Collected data
■ ■ ■ ■ ■

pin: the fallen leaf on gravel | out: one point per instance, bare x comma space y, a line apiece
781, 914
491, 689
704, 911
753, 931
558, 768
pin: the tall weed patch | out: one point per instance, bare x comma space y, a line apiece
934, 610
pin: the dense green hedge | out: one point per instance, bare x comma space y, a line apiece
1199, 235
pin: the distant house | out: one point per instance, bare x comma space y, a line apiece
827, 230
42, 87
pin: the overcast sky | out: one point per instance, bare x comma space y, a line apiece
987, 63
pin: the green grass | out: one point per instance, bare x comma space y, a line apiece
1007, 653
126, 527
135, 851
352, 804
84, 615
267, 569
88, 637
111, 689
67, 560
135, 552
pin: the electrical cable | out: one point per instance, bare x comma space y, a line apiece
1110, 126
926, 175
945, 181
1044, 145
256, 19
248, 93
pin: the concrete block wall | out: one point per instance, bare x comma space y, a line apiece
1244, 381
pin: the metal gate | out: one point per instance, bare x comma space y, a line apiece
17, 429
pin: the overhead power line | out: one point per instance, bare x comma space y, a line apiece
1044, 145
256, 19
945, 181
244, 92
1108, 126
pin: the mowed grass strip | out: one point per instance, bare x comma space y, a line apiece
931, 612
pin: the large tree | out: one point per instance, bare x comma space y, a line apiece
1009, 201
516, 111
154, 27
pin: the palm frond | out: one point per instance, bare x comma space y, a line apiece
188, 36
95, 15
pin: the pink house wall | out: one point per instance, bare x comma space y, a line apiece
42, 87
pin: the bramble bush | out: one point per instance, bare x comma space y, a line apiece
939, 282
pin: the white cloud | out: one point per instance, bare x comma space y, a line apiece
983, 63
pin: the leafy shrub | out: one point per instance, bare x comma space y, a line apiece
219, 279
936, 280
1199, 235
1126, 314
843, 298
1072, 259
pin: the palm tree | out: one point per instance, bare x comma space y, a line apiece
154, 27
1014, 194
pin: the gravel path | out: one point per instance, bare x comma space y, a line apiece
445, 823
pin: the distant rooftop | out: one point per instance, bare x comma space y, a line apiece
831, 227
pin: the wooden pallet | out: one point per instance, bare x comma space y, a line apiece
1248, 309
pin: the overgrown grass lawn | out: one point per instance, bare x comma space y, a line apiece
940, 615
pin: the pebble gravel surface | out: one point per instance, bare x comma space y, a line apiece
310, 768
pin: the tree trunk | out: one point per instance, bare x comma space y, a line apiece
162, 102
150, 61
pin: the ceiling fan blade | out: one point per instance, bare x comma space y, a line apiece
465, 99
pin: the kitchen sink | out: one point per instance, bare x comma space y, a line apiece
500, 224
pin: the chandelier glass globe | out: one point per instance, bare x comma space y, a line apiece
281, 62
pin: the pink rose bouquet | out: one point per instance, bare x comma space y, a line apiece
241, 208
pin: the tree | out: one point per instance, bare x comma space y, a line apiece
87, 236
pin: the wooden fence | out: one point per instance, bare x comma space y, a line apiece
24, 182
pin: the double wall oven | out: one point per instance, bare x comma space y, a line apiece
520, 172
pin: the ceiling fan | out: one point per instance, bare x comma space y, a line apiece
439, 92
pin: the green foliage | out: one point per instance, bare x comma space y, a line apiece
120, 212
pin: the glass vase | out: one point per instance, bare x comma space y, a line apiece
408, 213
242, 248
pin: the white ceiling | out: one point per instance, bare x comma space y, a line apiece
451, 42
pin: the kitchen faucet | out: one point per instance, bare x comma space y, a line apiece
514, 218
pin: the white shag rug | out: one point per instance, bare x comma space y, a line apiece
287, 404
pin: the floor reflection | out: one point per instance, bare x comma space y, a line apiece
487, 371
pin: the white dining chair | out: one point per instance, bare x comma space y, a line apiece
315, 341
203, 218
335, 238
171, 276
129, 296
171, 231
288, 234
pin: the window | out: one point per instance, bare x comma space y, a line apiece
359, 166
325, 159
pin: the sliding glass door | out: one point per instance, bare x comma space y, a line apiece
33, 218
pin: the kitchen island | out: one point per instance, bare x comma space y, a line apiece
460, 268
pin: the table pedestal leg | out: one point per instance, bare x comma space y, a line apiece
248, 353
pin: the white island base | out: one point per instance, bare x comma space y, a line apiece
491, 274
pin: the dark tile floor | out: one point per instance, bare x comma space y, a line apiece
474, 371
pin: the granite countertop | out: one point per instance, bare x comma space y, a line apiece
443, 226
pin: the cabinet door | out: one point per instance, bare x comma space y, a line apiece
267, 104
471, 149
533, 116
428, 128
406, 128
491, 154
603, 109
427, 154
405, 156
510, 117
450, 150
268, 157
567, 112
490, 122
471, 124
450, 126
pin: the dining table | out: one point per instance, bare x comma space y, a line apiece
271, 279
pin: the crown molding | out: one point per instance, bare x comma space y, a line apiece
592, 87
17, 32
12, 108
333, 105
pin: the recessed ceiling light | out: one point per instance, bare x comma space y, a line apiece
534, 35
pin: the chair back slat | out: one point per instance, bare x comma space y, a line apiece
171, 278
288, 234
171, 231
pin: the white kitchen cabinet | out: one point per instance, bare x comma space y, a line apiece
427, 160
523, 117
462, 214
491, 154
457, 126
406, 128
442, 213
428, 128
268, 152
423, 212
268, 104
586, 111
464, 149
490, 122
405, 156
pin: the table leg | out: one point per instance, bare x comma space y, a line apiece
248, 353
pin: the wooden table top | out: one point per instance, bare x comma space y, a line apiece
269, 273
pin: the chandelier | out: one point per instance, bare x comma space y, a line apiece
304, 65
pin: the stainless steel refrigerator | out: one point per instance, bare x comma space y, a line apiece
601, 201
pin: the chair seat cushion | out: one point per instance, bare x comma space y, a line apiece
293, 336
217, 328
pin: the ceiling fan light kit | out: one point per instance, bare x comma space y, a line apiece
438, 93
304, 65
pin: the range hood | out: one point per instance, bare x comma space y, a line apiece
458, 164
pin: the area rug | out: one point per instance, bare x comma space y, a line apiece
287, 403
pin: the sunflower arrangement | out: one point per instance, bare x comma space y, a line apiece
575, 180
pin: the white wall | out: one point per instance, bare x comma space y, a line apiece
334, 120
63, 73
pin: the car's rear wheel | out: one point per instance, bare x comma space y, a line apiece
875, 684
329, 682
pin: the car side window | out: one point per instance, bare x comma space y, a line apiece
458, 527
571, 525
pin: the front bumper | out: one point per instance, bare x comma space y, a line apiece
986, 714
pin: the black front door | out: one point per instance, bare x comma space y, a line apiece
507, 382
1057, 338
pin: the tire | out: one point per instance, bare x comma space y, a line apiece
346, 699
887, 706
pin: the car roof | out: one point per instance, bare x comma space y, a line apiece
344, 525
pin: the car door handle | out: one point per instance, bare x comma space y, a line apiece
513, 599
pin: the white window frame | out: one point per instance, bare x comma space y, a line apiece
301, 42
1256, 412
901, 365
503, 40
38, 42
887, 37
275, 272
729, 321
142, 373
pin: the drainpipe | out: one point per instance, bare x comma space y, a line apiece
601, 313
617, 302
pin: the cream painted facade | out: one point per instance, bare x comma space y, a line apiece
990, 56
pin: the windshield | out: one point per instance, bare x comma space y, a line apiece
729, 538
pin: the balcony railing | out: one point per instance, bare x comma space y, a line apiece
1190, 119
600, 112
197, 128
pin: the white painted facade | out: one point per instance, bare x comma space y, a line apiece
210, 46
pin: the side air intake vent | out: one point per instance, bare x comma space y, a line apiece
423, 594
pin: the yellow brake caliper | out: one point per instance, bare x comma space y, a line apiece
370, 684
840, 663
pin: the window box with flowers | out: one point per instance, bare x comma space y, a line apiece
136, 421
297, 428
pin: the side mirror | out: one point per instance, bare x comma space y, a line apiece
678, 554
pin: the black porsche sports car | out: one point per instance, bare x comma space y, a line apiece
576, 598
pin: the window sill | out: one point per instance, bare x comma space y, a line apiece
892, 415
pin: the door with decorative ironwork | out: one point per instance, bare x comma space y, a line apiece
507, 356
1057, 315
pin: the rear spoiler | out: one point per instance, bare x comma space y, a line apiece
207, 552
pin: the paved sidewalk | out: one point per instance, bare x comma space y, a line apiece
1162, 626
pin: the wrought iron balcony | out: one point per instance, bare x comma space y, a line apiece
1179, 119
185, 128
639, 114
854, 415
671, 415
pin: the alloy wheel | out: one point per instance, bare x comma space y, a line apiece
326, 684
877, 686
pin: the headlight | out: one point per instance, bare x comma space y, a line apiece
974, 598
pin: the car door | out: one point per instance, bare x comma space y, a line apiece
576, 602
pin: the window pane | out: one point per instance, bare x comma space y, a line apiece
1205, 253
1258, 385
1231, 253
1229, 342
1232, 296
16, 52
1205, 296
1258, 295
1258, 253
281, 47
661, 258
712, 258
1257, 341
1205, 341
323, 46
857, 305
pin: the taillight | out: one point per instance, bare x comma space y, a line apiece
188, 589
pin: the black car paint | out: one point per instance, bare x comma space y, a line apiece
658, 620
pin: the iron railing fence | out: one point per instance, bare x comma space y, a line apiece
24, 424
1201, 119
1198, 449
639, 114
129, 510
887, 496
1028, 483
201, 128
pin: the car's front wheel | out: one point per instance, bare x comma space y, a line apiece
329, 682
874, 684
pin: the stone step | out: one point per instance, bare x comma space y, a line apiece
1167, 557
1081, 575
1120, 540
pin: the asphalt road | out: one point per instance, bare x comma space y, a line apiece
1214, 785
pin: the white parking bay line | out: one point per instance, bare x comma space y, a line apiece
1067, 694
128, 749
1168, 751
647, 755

■ ■ ■ ■ ■

### Task description
In the records above, locate the line that contains "pin: the alloy". Repeat it and every line after it, exactly, and nothing else.

### Exercise answer
pin: the alloy wheel | out: one point per instance, bare x comma space y, a line apiece
326, 684
877, 686
pin: the headlight | out: one point per instance, bare x comma space y, a line apiece
974, 598
pin: the car door | out: one point per instance, bare x comma space y, a line apiece
576, 602
pin: the window pane | out: one point per instance, bare x comma space y, a line apiece
1205, 253
1258, 385
1231, 253
1229, 342
1232, 296
16, 52
1205, 296
1258, 295
1258, 253
281, 47
661, 258
712, 258
1257, 341
1205, 341
323, 46
857, 305
pin: the taillight | out: one point per instance, bare x comma space y, a line apiece
188, 589
pin: the black car paint | out: one point per instance, bare x comma space y, a line apiece
658, 620
pin: the iron railing fence | out: one point per instance, bare x comma space y, a line apiece
24, 424
1201, 119
1198, 449
639, 114
129, 510
887, 496
1028, 483
201, 128
pin: the car's front wheel | out: one point per instance, bare x comma space y, a line apiece
329, 682
874, 684
pin: the stone step | out: one point per instance, bare x comma space y, a line apiece
1167, 557
1081, 575
1120, 540
pin: the asphalt road | out: one point per instance, bare x comma space y, a line apiece
1214, 785
pin: the white parking bay line | out: one point per instance, bare x comma space y, a line apiece
1067, 694
128, 749
1168, 751
647, 755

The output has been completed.